* _Set task_
Copy the data again, starting with the line that contains "Where can the red zip-up" and going on through the line that contains "point(371, 110)". Raise each coordinate in the answer points by 145 and leave every other line and number unchanged.

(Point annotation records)

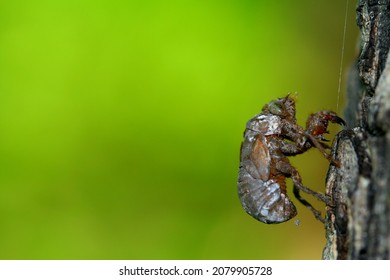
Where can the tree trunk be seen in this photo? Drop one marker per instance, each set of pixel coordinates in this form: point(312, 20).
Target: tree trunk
point(358, 221)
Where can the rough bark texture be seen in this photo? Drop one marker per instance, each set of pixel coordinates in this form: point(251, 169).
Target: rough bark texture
point(358, 222)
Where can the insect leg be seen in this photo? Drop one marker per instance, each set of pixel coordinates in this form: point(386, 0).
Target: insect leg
point(318, 145)
point(286, 168)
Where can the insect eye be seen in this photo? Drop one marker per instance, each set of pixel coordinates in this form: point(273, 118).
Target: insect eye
point(276, 108)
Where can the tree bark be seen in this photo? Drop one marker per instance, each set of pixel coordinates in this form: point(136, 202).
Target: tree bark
point(358, 221)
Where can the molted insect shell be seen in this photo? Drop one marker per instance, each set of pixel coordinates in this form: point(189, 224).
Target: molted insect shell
point(262, 197)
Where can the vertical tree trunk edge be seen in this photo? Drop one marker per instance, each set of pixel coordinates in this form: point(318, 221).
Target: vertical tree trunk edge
point(358, 221)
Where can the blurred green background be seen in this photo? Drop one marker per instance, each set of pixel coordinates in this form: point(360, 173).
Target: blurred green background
point(121, 123)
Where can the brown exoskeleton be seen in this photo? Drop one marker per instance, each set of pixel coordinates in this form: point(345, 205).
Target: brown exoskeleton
point(270, 137)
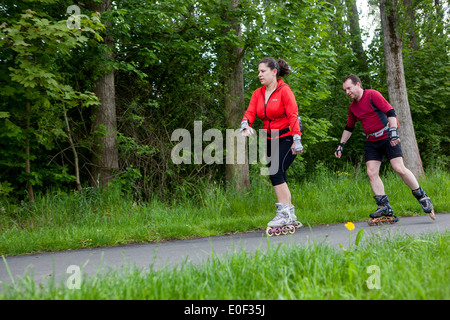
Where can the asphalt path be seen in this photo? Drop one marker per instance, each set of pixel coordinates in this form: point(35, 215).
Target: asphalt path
point(93, 261)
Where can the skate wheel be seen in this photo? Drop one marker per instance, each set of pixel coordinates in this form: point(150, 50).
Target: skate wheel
point(432, 215)
point(291, 229)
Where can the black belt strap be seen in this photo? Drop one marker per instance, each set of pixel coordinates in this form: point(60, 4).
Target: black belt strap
point(279, 133)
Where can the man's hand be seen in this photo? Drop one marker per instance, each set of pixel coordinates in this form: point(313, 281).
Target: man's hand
point(297, 146)
point(246, 130)
point(393, 136)
point(339, 150)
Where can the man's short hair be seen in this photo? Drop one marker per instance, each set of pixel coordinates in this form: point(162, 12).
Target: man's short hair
point(355, 79)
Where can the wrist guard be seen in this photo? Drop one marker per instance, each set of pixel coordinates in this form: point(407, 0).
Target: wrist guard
point(297, 143)
point(244, 125)
point(340, 147)
point(393, 134)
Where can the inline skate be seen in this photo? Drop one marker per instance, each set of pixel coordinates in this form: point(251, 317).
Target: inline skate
point(284, 221)
point(384, 213)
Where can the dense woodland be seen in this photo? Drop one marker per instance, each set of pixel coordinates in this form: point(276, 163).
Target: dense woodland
point(91, 94)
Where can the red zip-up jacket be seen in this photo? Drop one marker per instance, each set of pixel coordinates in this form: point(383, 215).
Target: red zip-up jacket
point(280, 112)
point(371, 110)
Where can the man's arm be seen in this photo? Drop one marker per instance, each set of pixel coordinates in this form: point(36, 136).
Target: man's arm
point(393, 133)
point(340, 147)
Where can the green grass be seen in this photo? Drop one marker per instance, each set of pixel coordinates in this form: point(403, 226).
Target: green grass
point(94, 218)
point(410, 268)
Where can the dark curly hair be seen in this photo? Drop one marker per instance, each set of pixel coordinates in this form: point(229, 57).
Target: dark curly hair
point(281, 66)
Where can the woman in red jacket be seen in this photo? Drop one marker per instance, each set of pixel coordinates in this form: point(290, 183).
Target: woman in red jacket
point(275, 104)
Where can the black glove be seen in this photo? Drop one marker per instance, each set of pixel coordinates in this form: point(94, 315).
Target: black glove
point(393, 134)
point(340, 147)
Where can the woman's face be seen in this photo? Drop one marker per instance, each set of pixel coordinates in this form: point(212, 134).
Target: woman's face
point(266, 75)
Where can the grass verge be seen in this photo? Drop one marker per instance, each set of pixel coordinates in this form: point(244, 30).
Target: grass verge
point(95, 218)
point(398, 268)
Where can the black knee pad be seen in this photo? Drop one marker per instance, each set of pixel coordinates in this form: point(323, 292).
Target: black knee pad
point(278, 179)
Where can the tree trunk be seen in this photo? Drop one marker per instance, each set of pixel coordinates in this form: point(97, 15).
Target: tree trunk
point(28, 156)
point(411, 23)
point(106, 155)
point(357, 45)
point(237, 174)
point(395, 79)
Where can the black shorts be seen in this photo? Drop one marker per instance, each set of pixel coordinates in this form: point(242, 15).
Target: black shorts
point(377, 150)
point(282, 161)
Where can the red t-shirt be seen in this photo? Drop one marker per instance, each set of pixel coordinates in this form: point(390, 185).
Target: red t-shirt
point(372, 116)
point(280, 112)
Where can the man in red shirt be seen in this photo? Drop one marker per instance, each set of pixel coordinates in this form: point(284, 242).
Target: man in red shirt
point(379, 124)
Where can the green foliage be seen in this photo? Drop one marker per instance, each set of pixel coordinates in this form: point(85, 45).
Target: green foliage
point(170, 65)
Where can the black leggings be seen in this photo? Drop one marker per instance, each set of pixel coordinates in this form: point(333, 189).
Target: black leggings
point(283, 159)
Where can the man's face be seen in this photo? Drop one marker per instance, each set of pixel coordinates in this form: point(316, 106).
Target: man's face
point(353, 91)
point(266, 75)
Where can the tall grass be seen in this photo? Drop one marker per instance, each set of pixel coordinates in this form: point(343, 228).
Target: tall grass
point(92, 217)
point(408, 268)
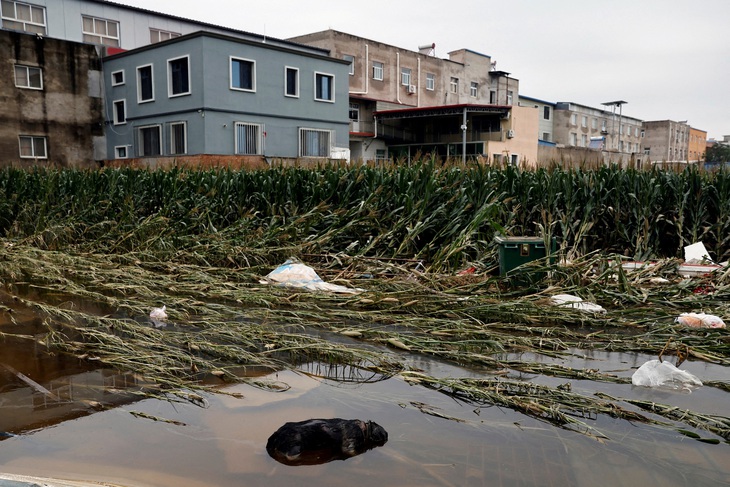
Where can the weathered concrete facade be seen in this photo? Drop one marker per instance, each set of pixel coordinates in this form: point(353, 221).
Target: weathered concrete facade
point(50, 102)
point(404, 102)
point(667, 141)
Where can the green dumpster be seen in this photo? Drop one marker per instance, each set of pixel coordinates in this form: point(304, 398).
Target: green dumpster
point(516, 251)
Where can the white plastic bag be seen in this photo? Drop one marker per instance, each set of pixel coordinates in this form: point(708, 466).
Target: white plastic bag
point(293, 273)
point(663, 374)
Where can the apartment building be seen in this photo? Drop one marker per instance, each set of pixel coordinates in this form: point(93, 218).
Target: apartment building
point(607, 129)
point(140, 86)
point(405, 102)
point(667, 141)
point(208, 93)
point(546, 111)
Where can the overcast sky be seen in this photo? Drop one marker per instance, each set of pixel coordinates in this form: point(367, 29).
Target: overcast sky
point(668, 59)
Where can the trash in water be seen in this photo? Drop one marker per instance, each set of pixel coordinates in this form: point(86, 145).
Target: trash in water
point(293, 273)
point(317, 441)
point(570, 301)
point(655, 373)
point(159, 316)
point(696, 254)
point(700, 320)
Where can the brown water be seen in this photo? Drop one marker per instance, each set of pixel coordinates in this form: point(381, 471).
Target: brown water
point(58, 431)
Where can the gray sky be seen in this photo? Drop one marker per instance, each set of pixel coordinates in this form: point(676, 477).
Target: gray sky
point(669, 59)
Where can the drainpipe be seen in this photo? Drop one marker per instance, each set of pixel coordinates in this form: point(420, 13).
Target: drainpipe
point(365, 73)
point(397, 78)
point(463, 139)
point(418, 96)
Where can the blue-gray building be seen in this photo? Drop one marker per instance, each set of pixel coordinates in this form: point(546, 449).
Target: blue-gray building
point(210, 93)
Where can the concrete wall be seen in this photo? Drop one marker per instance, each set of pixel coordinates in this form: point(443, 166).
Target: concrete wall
point(67, 111)
point(212, 108)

* _Output of the exercise_
Where can the red zip-up jacket be seen in this photo? Drop one marker per instance, each set of pixel coordinates in this form: point(383, 215).
Target: red zip-up jacket
point(425, 257)
point(516, 255)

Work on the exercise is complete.